= Page extract =
━━━━━━━━
Wilson and the Peacemakers: Combining Woodrow Wilson and the Lost Peace and Woodrow Wilson and the Great Betrayal

By Thomas A. Bailey | Go to book overview

CHAPTER NINETEEN

A TALE OF TWO
CONVENTIONS

"What a hell of a condition the land is in politically. Cowardice and hypocrisy are slated to win, and makeshift and the cheapest. politics are to take possession of national affairs." EX-SECRETARY OF THE INTERIOR LANE, October 28, 1920.


1

EARLY IN June, 1920, like long lines of ants hastening to a giant anthill, the delegates to the Republican convention began to converge on the windy city of Chicago.

The Old Guard senatorial oligarchy was everywhere in evidence, and firmly in the saddle. Lodge, partly as a reward for his services in blocking a "Wilson treaty," was made both keynoter and permanent chairman. (In the latter capacity he made two highly arbitrary rulings to help the cause of the oligarchy.) Senator Watson was named chairman of the subcommittee which framed the platform; and associated with him were Borah and two other senators. Nine senators were active candidates for the Presidency. Senator ("Boss") Penrose was seriously ill in his Pennsylvania home, but he kept in touch with the proceedings by private wire. The New York Times pointedly referred to the convention as "government of the Senate, by the Senate, and for the Senate."
━━━━━━━━
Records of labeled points
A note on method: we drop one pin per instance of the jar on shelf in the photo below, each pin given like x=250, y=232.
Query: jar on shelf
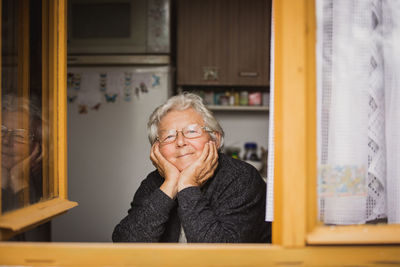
x=244, y=98
x=251, y=156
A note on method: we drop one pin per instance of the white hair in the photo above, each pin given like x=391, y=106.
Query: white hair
x=182, y=102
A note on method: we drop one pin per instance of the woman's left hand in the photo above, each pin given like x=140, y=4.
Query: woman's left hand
x=202, y=169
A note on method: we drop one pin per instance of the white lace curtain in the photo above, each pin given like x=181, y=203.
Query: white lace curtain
x=358, y=83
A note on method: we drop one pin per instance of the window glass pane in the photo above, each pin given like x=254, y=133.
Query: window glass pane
x=26, y=151
x=358, y=107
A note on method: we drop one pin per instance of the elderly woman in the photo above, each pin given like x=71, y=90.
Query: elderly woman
x=196, y=194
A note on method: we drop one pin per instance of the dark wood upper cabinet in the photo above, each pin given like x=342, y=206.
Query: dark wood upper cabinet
x=223, y=42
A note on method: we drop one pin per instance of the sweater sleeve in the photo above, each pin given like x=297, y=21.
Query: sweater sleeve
x=235, y=215
x=147, y=217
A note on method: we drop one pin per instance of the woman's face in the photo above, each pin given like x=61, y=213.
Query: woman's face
x=183, y=152
x=15, y=138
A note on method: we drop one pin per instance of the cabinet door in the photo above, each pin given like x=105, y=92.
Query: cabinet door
x=223, y=42
x=197, y=40
x=248, y=41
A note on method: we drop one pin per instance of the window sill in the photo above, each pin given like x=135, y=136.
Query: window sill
x=355, y=234
x=35, y=214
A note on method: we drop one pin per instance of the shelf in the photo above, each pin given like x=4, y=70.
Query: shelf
x=238, y=108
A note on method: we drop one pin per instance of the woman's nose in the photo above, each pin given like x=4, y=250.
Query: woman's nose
x=180, y=139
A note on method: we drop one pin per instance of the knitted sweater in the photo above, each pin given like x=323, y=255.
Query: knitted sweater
x=228, y=208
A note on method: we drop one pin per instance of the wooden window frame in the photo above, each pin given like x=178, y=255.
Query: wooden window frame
x=295, y=184
x=54, y=76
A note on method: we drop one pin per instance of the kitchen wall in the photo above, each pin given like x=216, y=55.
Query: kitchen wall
x=108, y=157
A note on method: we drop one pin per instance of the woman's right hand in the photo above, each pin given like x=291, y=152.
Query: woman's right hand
x=166, y=170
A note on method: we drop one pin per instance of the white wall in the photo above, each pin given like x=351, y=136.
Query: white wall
x=108, y=156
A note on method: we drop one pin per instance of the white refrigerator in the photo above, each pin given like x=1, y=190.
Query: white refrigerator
x=108, y=148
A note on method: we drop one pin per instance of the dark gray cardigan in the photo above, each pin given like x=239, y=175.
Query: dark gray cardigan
x=230, y=207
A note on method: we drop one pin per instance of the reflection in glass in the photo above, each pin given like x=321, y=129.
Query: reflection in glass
x=26, y=150
x=21, y=159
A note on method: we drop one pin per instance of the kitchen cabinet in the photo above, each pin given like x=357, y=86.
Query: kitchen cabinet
x=223, y=42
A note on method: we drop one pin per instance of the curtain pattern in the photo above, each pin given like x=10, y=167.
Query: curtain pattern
x=358, y=121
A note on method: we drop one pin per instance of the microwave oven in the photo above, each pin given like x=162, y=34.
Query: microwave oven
x=124, y=27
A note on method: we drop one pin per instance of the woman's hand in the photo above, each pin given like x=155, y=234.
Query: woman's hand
x=202, y=169
x=166, y=170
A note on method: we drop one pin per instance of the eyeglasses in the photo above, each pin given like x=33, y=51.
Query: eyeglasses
x=190, y=132
x=20, y=136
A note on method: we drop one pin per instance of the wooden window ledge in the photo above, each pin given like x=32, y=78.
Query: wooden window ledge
x=355, y=234
x=35, y=214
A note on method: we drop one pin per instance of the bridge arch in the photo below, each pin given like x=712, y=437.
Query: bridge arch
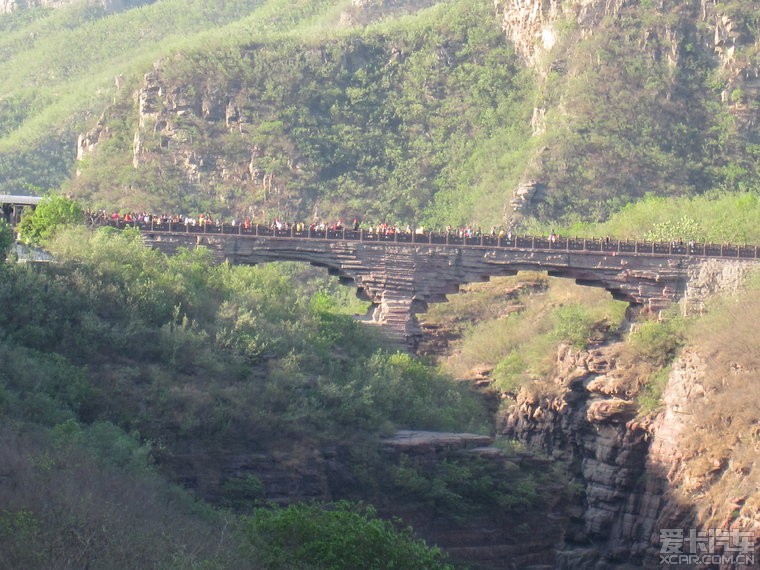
x=400, y=280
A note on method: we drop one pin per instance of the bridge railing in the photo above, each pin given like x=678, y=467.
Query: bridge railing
x=447, y=238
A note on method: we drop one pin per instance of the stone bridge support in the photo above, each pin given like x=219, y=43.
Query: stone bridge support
x=402, y=279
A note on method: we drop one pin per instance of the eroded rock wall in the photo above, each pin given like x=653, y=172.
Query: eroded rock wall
x=639, y=474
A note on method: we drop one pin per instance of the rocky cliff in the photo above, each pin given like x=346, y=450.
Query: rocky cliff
x=547, y=35
x=640, y=473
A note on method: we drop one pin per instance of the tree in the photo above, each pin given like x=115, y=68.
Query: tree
x=6, y=238
x=339, y=536
x=52, y=212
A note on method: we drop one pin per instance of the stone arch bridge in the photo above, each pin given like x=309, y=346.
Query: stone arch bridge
x=401, y=273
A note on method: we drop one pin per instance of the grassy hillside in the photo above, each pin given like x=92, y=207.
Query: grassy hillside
x=286, y=108
x=125, y=371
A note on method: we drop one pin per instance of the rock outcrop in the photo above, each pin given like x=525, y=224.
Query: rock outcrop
x=636, y=471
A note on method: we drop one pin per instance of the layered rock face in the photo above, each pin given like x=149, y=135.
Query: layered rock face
x=545, y=34
x=589, y=424
x=637, y=473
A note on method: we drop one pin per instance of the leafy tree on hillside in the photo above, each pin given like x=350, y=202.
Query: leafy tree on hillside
x=342, y=536
x=6, y=238
x=54, y=211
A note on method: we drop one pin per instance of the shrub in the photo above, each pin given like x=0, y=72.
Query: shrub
x=51, y=213
x=339, y=536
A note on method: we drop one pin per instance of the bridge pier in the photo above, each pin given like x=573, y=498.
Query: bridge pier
x=400, y=279
x=396, y=312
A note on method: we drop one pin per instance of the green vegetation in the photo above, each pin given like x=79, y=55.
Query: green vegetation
x=396, y=122
x=119, y=361
x=517, y=324
x=7, y=239
x=342, y=536
x=41, y=224
x=421, y=116
x=717, y=217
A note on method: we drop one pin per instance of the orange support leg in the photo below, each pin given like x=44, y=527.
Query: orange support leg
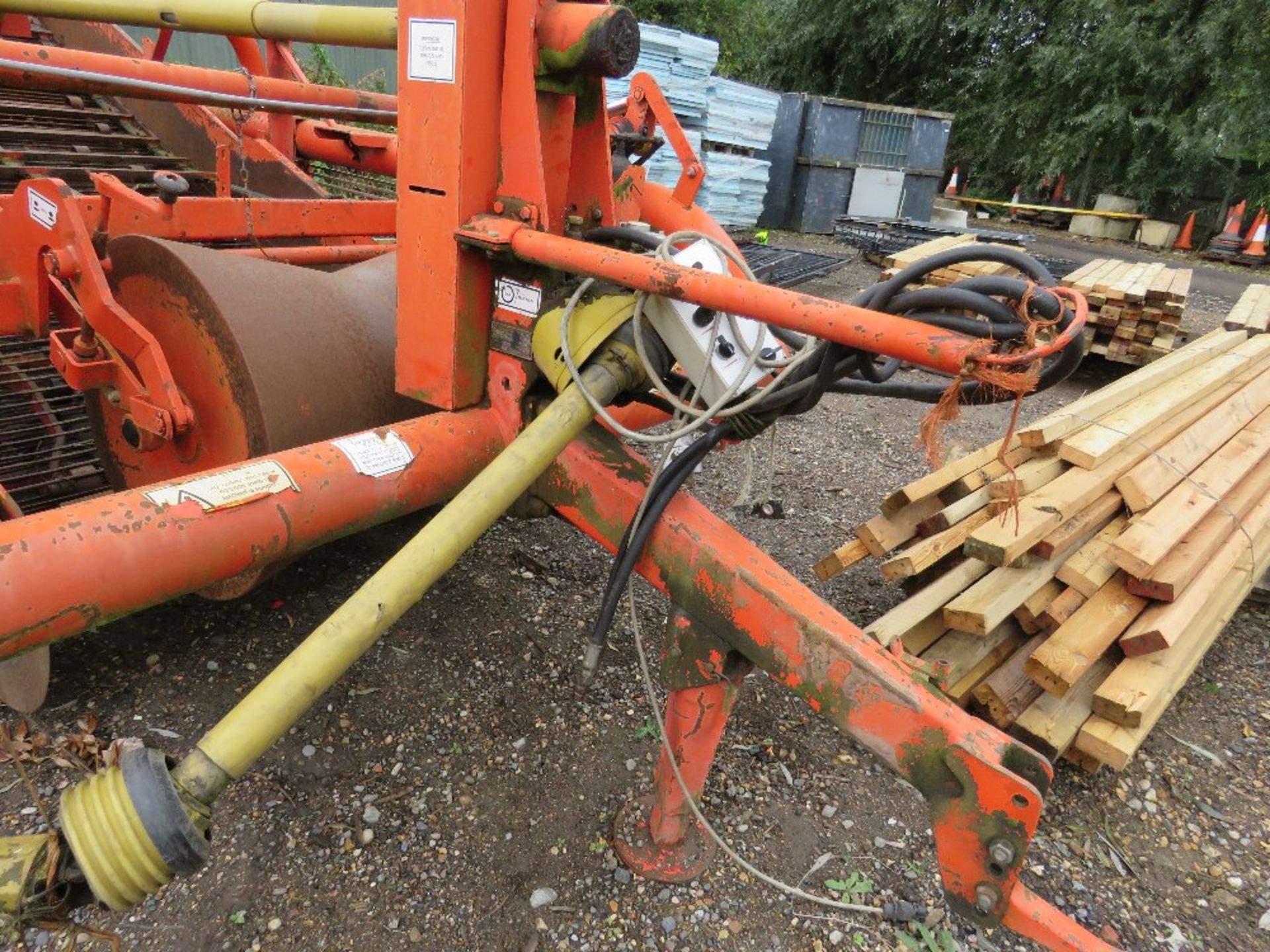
━━━━━━━━
= What this exercise asks =
(a) In the convention chapter, who was made both keynoter and permanent chairman of the Republican convention?
(b) Reproduce word for word the part of the convention chapter between "By Thomas A." and "city of Chicago.", inclusive.

= Solutions per task =
(a) Lodge

(b)
By Thomas A. Bailey | Go to book overview

CHAPTER NINETEEN

A TALE OF TWO
CONVENTIONS

"What a hell of a condition the land is in politically. Cowardice and hypocrisy are slated to win, and makeshift and the cheapest. politics are to take possession of national affairs." EX-SECRETARY OF THE INTERIOR LANE, October 28, 1920.


1

EARLY IN June, 1920, like long lines of ants hastening to a giant anthill, the delegates to the Republican convention began to converge on the windy city of Chicago.